### Article:
Tuesday, January 20, 2009

Seven And A Half Years Lay Broken On The Floor.

This blog post has been a long time coming. I've had so many ideas in my head, so many thoughts in my brain, yet I have not taken the time to stop and type them for you. Well, to be realistic, for me. I'm stopping myself to take the time to write for myself in this moment. I need for this to be said.


A couple weeks ago, I went to a school spirit competition ("Rubber Chicken") between my school, Lewis and Clark High School, and our rival high school, Ferris High School. It is a basketball game where students from both sides cheer on their team, and the school with the most spirit wins the ultimate prize: Chuck. Chuck is a rubber chicken honored by both schools. Sure, it may sound silly, but it's exciting as hell.

When I got home from the Rubber Chicken, I went upstairs and removed my competition t-shirts. I went downstairs and washed a butt-load of dishes, then went back up to my room, and saw something on my floor. I looked down, and felt my jaw drop.

On my mint green carpeting lay a sprawled out seven and a half years of my life.


On my seventh birthday, I made an exchange with another girl who was in my summer activity kid group at a preschool. I traded her a stuffed snake for a clear choker necklace with black beads on it. The part I didn't tell anyone until many years later was that I had stolen the snake from my stepbrother's room.

Teeheehee.

I donned that choker June 27, 1999, not having the slightest idea of what it would become over the years.

I never took it off.

### Provided material:
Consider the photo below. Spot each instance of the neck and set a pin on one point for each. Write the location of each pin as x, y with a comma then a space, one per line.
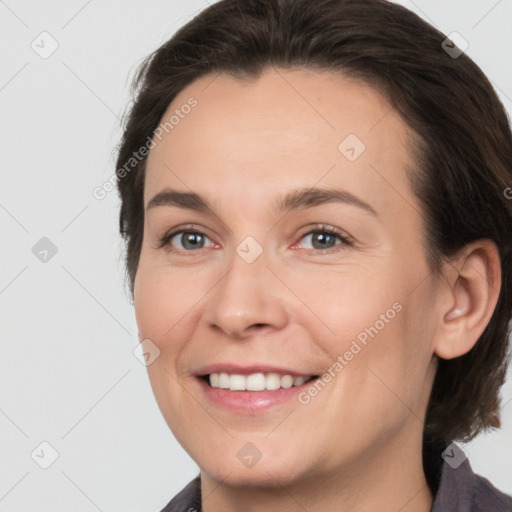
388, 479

==

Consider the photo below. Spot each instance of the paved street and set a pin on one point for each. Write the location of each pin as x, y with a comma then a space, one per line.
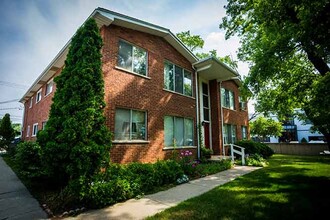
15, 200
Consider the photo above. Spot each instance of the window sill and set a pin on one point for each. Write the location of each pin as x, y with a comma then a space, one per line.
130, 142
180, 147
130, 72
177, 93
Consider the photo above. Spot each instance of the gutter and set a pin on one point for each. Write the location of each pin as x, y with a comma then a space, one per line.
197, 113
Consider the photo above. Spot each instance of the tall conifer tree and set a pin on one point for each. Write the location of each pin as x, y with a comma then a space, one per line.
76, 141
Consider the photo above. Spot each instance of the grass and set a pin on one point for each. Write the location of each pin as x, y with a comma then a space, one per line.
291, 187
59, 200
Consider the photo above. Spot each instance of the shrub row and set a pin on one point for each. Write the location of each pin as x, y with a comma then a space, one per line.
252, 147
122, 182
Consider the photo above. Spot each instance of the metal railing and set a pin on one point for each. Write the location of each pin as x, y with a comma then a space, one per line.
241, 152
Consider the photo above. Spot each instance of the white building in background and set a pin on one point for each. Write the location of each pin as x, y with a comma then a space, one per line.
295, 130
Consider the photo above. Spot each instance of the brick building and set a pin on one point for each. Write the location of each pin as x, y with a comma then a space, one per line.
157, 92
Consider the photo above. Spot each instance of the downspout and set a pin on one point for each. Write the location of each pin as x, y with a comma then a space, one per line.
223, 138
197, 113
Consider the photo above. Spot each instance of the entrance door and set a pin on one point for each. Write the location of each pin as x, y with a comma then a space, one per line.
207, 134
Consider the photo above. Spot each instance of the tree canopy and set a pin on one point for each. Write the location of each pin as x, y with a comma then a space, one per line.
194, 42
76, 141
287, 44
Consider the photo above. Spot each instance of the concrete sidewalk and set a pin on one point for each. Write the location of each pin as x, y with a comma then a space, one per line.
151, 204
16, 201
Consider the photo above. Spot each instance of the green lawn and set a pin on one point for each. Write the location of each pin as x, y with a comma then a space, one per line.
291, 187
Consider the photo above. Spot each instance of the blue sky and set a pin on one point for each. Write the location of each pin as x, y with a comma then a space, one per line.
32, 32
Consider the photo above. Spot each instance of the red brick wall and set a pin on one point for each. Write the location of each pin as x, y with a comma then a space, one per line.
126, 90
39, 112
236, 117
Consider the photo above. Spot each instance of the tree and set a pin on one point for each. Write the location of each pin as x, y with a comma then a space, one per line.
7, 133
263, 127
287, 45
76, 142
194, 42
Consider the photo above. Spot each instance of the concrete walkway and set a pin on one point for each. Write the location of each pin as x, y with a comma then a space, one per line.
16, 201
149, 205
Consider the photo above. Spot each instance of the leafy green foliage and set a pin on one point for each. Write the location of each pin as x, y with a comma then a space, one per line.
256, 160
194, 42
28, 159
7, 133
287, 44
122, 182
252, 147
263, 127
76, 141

### Actions to take:
a: According to the blog post about the choker necklace, what did the writer trade for the choker on the seventh birthday?
b: Write the next part of the blog post about the choker necklace, picking up after its final line.

### Exercise responses:
a: A stuffed snake.

b:
It was with me for everything. Through the stage in my life when I did not want to turn eight, my obsession with cows, the beginning of my teenage life, and all the daily struggles I faced over years and years of life. Of MY life. After a short time, I no longer felt it on my neck, and it became a "given" that I would wear my black choker necklace. I defended it through everything. And it stayed with me. That is, until a few weeks ago.

Honestly, I'm surprised it lasted that long. It really wasn't supposed to. Especially with what I put it through through; my younger days were spent gaining bruises and scratches to show off to my father and to my friends.

And there it finally lay, seven and a half years of my life, its clear, interweaving strands barely showing on my carpet, its black beads sticking out as if floating, and the spot where it had broken looking almost burned, though in actuality a spot that got irritated, and eventually gave up and split apart.

I am thankful that it waited for a good time to break. It didn't snap at Rubber Chicken, where I surely would have lost it; it didn't snap during school, where someone else may have found it and thrown like it was nothing, because it looks like nothing. It didn't fall in a gutter or bury itself in the bark on a playground.

I'm thankful that it was there for me so many years; even though I didn't think about it often, it was a taken-for-granted comfort. It represented my past and secured my future.

But most of all, I am thankful that it never changed. Its beads have been worn, dulled, and beaten, and its size has stretched to fit my slowly growing neck; but it was a sturdy rock in my life, a security blanket of sorts, though not nearly as hindering as a physical blanket. It never stopped me from doing the things I loved. Never.

In trying to decipher any message I can take from this, I have become utterly and honestly confused. I DON'T know what this represents. I'd like to think that it represents a new beginning, and new age, a new me.

But it's probably just an old, broken necklace.

So, no, I don't know what it means. I don't know how I'm supposed to react, I'm not sure what to do with the remains. I can't decide who to tell, when enough is enough and it's time to move on; how to explain what the choker means to me.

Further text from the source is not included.